- [GIVEN INSTRUCTION]:
Copy each of the rows below word for word, leaving nothing out and changing nothing.

— START OF STORED DATA —

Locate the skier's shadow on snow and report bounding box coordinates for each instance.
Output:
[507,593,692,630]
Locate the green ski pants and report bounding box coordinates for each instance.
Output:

— END OF STORED DATA —

- [EXPECTED ANSWER]:
Locate the skier's shadow on snow and report bounding box coordinates for each instance.
Output:
[507,593,692,630]
Locate the green ski pants and report bounding box coordinates for each instance.
Output:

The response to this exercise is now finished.